▶ [The task]: Only the lines from the beginning of the entries through the one with "Target: man in blue shirt" should be written out, please, exactly and without any pictures.

▶ [Source data]:
· · · · ·
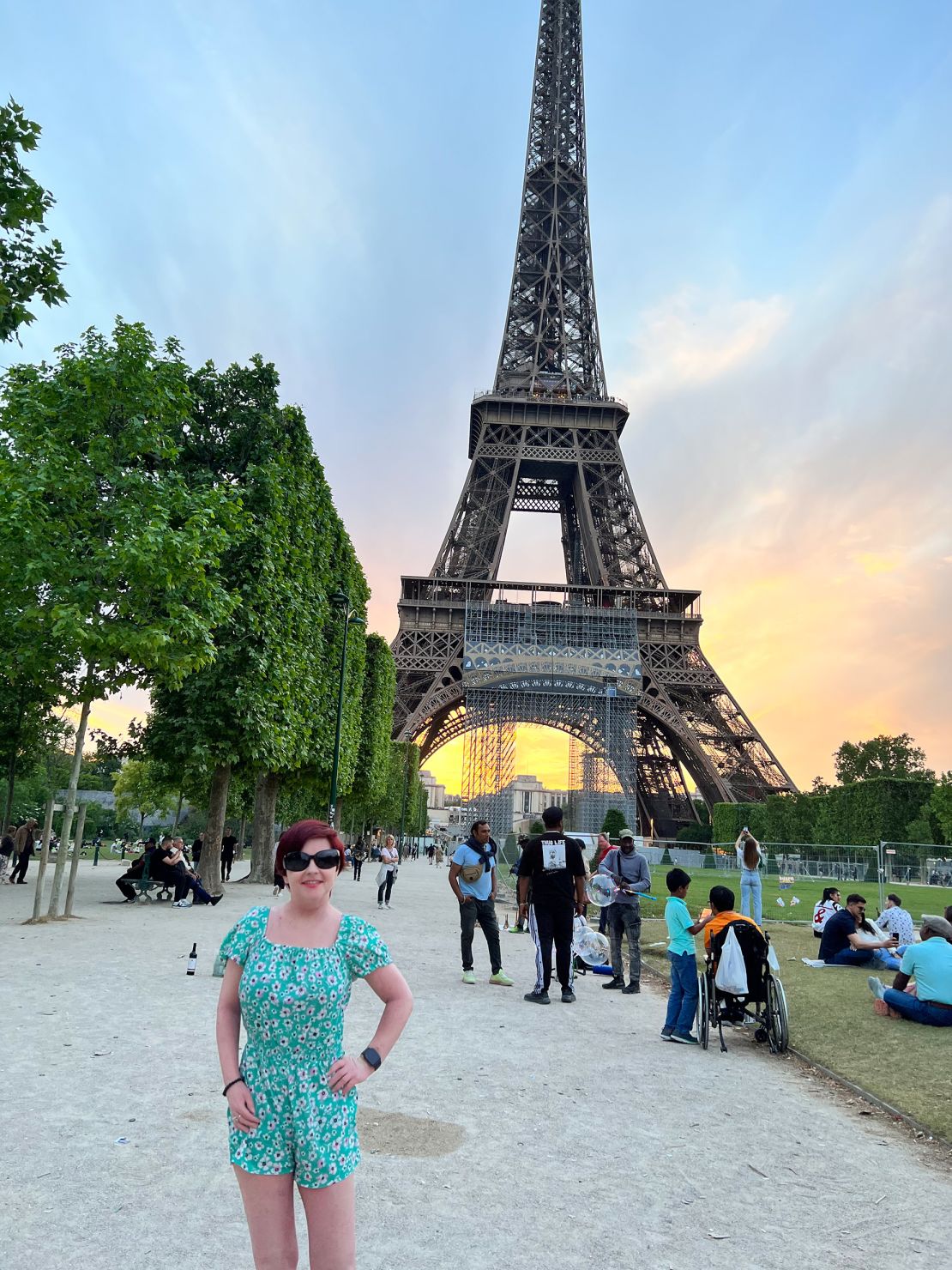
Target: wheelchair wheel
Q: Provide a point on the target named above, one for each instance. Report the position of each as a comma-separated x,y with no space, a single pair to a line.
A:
703,1010
777,1029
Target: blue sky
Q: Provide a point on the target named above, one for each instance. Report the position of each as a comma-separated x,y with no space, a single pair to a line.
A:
336,187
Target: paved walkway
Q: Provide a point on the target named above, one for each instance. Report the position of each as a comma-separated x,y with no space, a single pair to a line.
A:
497,1134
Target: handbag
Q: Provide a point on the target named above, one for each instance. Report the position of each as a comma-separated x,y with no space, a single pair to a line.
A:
732,971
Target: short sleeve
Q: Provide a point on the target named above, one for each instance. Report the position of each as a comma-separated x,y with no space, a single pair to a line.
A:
365,950
243,935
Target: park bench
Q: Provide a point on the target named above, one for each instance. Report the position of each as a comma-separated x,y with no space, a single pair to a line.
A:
145,886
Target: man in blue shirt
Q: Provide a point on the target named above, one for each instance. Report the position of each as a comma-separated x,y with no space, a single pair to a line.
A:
930,963
473,876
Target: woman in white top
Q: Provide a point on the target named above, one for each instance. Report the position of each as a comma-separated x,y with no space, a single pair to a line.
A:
828,905
749,860
386,874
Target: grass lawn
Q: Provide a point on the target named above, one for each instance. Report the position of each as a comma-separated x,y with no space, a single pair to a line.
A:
832,1021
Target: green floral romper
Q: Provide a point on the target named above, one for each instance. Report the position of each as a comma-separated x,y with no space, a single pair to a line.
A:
292,1005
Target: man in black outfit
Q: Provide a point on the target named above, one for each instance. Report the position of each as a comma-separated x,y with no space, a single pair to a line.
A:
555,868
227,854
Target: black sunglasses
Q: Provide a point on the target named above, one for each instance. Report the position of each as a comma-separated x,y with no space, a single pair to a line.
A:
298,860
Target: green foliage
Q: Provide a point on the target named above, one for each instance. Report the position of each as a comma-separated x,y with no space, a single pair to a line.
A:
613,823
695,833
729,818
28,267
881,757
142,789
119,550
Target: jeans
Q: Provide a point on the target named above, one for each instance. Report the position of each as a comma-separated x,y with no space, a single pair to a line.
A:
484,912
859,957
682,1000
550,926
918,1011
624,920
750,886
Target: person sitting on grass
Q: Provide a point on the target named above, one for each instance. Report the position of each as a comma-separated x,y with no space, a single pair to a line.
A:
844,942
896,921
828,905
931,963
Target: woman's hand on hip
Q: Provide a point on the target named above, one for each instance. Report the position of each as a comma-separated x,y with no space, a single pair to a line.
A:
243,1108
346,1073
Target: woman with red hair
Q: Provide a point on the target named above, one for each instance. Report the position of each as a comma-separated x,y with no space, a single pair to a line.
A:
292,1101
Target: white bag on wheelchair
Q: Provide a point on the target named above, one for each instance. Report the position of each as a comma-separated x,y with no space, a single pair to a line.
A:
732,971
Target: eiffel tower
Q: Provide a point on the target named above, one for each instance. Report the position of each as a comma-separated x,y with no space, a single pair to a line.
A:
612,656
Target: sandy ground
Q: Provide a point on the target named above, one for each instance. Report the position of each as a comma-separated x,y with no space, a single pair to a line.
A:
499,1133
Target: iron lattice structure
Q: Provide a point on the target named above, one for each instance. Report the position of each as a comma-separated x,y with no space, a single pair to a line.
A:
546,439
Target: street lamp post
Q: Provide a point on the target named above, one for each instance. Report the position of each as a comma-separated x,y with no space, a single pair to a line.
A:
351,619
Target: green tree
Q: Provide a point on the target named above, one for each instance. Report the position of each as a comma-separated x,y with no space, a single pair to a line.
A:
613,823
142,789
121,547
941,804
881,756
28,267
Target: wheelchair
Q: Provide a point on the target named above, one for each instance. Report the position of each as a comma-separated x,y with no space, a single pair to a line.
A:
764,1006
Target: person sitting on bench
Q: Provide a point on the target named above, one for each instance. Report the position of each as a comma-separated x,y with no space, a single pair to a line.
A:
134,873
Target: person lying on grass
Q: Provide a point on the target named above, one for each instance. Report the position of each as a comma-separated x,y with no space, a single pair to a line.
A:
931,963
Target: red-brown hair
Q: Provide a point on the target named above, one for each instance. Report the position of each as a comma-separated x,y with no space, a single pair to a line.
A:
298,835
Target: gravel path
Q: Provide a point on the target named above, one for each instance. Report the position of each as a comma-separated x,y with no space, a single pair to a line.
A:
497,1133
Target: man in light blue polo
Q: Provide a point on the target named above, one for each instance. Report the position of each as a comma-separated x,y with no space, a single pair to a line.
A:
473,878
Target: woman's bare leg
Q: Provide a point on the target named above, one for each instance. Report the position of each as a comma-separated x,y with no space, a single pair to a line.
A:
269,1208
330,1225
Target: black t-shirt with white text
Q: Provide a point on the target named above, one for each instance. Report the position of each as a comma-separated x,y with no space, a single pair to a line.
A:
552,862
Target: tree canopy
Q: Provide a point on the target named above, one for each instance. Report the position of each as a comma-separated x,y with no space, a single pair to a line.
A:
28,267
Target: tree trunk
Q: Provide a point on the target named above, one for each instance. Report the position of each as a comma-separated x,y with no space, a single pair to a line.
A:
74,862
70,803
44,859
214,830
263,827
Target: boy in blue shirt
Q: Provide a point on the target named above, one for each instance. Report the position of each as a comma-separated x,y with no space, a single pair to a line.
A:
682,1002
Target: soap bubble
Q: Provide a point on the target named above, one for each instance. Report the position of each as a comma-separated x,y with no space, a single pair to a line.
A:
600,889
592,947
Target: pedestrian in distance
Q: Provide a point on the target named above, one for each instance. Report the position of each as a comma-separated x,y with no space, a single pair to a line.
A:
683,996
23,844
388,872
227,852
554,867
749,860
357,859
7,850
630,873
292,1094
473,879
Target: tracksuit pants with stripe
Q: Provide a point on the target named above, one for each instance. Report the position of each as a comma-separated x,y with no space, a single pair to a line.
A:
549,926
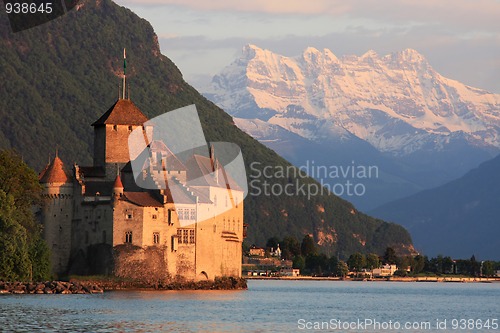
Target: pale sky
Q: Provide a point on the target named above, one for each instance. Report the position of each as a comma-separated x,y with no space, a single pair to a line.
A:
460,38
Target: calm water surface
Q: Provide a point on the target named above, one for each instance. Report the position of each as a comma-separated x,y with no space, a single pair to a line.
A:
267,306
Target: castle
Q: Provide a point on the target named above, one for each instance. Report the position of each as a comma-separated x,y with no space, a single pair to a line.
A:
91,212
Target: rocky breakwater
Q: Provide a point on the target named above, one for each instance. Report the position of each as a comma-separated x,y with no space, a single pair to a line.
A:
49,287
· · · · ·
▶ [Response to this task]:
Target: wheelchair wheel
Q: Provide a point on the target named above, one for each instance. Report the position of each as a comma-separated x,y with no space, a single pair to a line.
A:
703,1010
777,1029
Target: blue sky
Q: Provide a point on the target named above, one for each instance. Report the position of each as a comma-separated x,y with no space, a single pair to a line.
A:
336,187
Target: paved walkway
Q: Provide a point on the target named above, one for each instance. Report the position of each as a comma-separated x,y with no space, a single pair to a line.
A:
497,1134
Target: handbag
Q: Provide a point on the target named above, one for each instance. Report the position of each as a comma-separated x,y with no space, a single pair to a line.
A:
732,971
Target: short sleeve
Q: Provide a point on the target named above, one for each instance. Report the position of each as a comma-separated x,y with no space, a single pair to a line.
A:
365,950
243,935
Target: park bench
Q: Provide a point on the target named above, one for each instance. Report the position of each as a comma-separated x,y with no space, a single pair to a line.
A:
145,886
Target: man in blue shirt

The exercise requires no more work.